• _RECORDS SUPPLIED_
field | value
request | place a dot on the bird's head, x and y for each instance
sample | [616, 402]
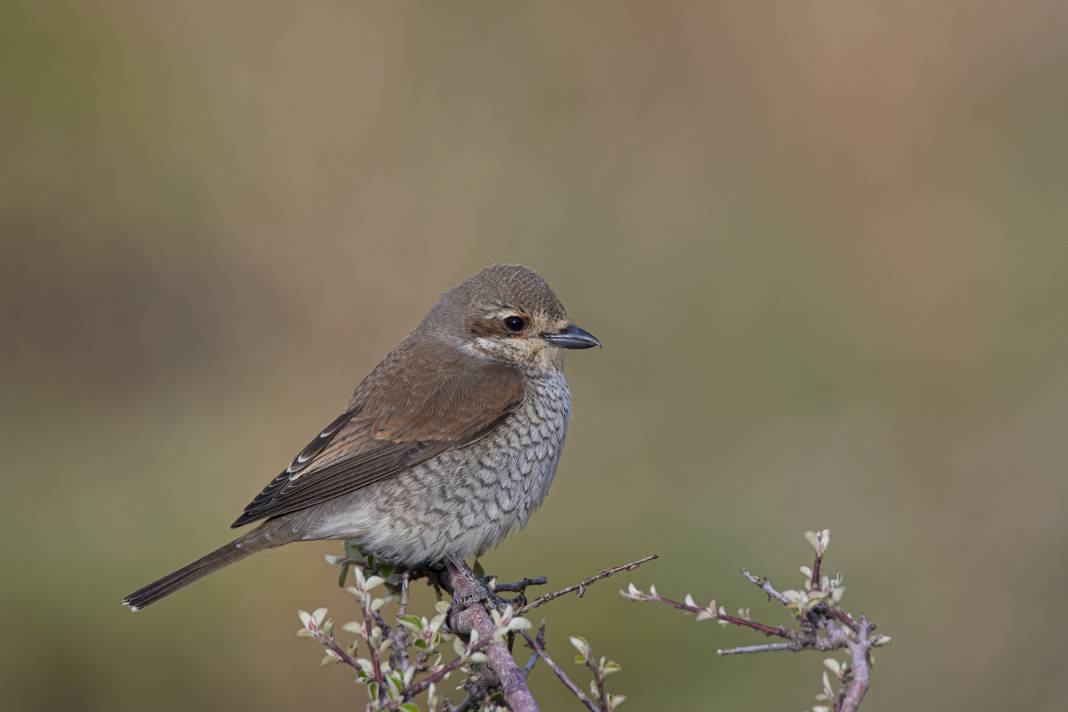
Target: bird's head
[507, 313]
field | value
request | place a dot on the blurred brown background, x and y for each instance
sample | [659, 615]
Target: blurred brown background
[823, 244]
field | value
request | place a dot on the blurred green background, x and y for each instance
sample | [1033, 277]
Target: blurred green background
[823, 244]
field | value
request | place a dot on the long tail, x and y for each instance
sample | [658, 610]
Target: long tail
[222, 556]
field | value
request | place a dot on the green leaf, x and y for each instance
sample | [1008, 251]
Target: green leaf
[414, 622]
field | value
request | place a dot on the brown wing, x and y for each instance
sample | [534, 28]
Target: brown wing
[421, 400]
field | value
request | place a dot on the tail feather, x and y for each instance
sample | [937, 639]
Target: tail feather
[222, 556]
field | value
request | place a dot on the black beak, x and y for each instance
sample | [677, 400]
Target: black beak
[572, 337]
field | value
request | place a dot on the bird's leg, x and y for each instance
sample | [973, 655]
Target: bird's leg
[467, 588]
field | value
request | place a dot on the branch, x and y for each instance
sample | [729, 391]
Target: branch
[581, 586]
[539, 650]
[860, 671]
[822, 626]
[473, 617]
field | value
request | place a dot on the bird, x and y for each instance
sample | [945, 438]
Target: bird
[449, 444]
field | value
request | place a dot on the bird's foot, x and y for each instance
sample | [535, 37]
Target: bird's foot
[474, 587]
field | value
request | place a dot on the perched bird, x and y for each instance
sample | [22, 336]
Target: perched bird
[448, 445]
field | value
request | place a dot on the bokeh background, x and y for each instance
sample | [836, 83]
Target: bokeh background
[823, 244]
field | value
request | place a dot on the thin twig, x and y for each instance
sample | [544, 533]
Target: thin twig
[331, 644]
[713, 614]
[767, 647]
[815, 568]
[399, 632]
[859, 671]
[766, 586]
[559, 671]
[474, 617]
[539, 638]
[581, 586]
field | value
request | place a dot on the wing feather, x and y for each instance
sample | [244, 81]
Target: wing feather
[420, 401]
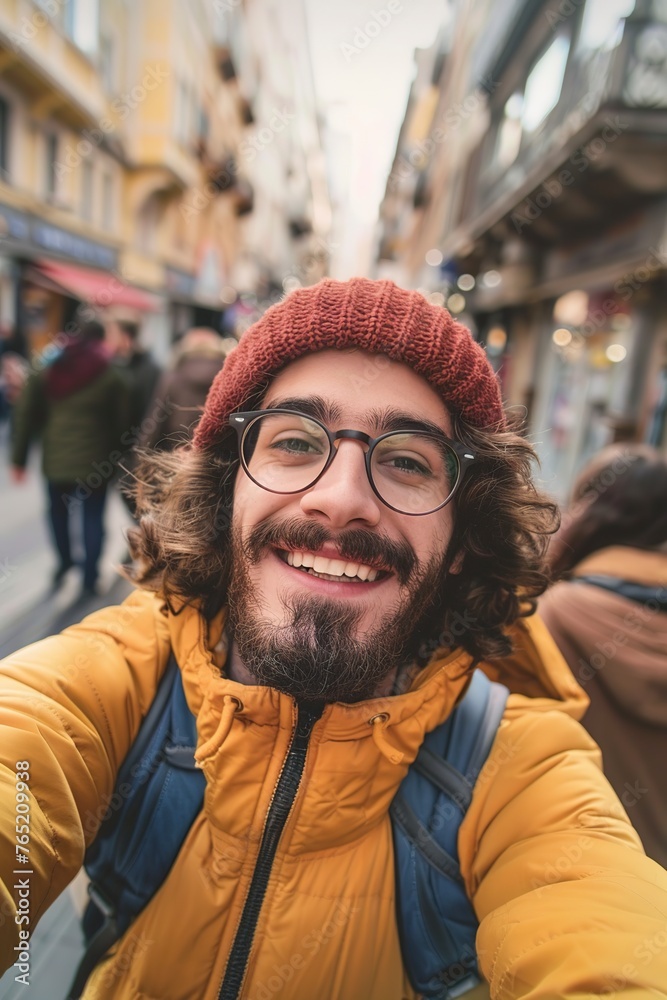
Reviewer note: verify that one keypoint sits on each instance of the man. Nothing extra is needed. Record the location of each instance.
(353, 530)
(196, 360)
(78, 405)
(140, 374)
(136, 365)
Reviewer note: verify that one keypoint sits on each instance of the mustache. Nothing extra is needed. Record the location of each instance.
(356, 544)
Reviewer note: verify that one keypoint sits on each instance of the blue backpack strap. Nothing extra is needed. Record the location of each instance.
(637, 592)
(436, 921)
(159, 792)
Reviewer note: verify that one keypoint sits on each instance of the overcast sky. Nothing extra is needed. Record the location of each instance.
(363, 61)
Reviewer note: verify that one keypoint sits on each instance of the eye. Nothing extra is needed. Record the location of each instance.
(407, 463)
(297, 445)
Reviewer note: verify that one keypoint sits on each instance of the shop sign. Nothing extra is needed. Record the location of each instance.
(36, 234)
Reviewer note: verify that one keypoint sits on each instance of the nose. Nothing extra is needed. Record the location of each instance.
(343, 495)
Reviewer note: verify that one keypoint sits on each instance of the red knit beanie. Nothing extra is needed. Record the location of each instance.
(374, 316)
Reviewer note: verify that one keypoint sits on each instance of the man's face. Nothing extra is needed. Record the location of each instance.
(278, 609)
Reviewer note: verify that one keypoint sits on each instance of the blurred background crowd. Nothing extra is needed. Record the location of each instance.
(169, 169)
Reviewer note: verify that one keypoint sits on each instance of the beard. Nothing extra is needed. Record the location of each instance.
(315, 654)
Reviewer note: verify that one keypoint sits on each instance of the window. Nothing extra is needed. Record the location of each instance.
(81, 23)
(509, 132)
(544, 84)
(87, 190)
(107, 202)
(51, 165)
(107, 64)
(4, 138)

• _REQUIREMENT_
Reproduce every record word for word. The copy must contain no pictures.

• _ANSWER_
field | value
request | place a dot on the bird's head, x and y for each instance
sample | [616, 402]
Target: bird's head
[507, 313]
field | value
request | place a dot on the blurred brown background, x and y for each instance
sample | [659, 615]
Target: blurred brown background
[823, 244]
field | value
request | place a dot on the blurred green background, x and y for each instance
sample | [1033, 277]
Target: blurred green background
[823, 244]
field | value
request | place a dot on the long tail, x and y for each instance
sample | [658, 610]
Target: long tail
[222, 556]
field | value
request | place a dot on the green leaf, x and y for each instance
sample | [1008, 251]
Target: green leaf
[414, 622]
field | value
request | place a dot on the brown wing, x and y for each instance
sample | [534, 28]
Target: brown wing
[421, 400]
field | value
request | place a dot on the tail feather, x and y for each instance
sample | [937, 639]
Target: tail feather
[222, 556]
field | value
request | place a dot on the black beak, x and y for each instance
sample | [677, 400]
Target: black beak
[572, 337]
field | value
request | place a dot on the bird's leg, x and y for each instance
sample | [973, 655]
Target: bird's leg
[467, 588]
field | value
request | place a dot on the branch, x and y for each instance
sample | [729, 391]
Target: branch
[581, 586]
[539, 650]
[860, 671]
[822, 626]
[473, 617]
field | value
request | place a dot on the bird, x and y for each instance
sample | [945, 438]
Target: bird
[449, 444]
field | value
request | place a dot on the bird's foot, x and y for each instance
sample | [535, 37]
Target: bird's foot
[474, 587]
field | value
request | place a dot on the perched bird, x and y for each instance
sample | [22, 336]
Target: perched bird
[448, 445]
field | value
request | place a dot on the bokeh background, x and y for each instance
sample | [836, 83]
Target: bokeh background
[823, 244]
field | value
request | place a dot on the thin twig, x and y for each instance
sample | [544, 533]
Target: thin twig
[331, 644]
[713, 614]
[767, 647]
[815, 568]
[399, 632]
[859, 671]
[766, 586]
[559, 671]
[474, 617]
[539, 638]
[581, 586]
field | value
request | place a dot on the wing feather, x and y for each instance
sample | [244, 81]
Target: wing feather
[420, 401]
Reviewer note: verify that one keypoint sits on each instance of the man. Nothing extra is needed. Record the location of each instance.
(353, 530)
(196, 360)
(78, 405)
(140, 374)
(136, 365)
Reviewer note: verify that one keypoint sits on each instance of the mustache. Nothing extra is needed. Record the location of each instance.
(356, 544)
Reviewer note: verify that one keypoint sits on each instance of the blue backpack strap. Nothing extra is needed. Record the location of each instance.
(637, 592)
(436, 921)
(159, 792)
Reviewer note: verify that one keypoint sits on each instance of the overcast sky. Nothing extra is needed. Record the location of each instance.
(363, 61)
Reviewer note: verify that one keypoint sits on each instance of the eye. Nothing extra is needed. Record the location of each instance.
(407, 463)
(297, 445)
Reviewer note: verify that one keypoint sits on each instance of the shop sign. Nothing extra is needed. Record the location of each instance.
(36, 234)
Reviewer note: verify that one keypoint sits on each instance of the nose. Nothing extra is needed. Record the location of each instance.
(343, 495)
Reviewer note: verify that one keypoint sits on each instance of the red knit beanie. Nothing extra is needed. Record the location of each instance.
(374, 316)
Reviewer note: verify that one keypoint sits on each instance of the man's face. Nothing extra is needed. Record the location of each instance.
(278, 609)
Reviewer note: verify that one keypoint sits on each instance of the blurred background crowd. Nothing extra is needed. Record the location of each instance.
(169, 169)
Reviewer note: verify that one keypoint sits on each instance of the beard. Nothing extra is needed. Record the location of each instance.
(315, 654)
Reviewer note: verify that one keypoint sits on each instance of the window. Nothing extra is needed. Record the location of each instance.
(81, 23)
(509, 132)
(544, 84)
(87, 190)
(107, 202)
(51, 165)
(107, 64)
(4, 138)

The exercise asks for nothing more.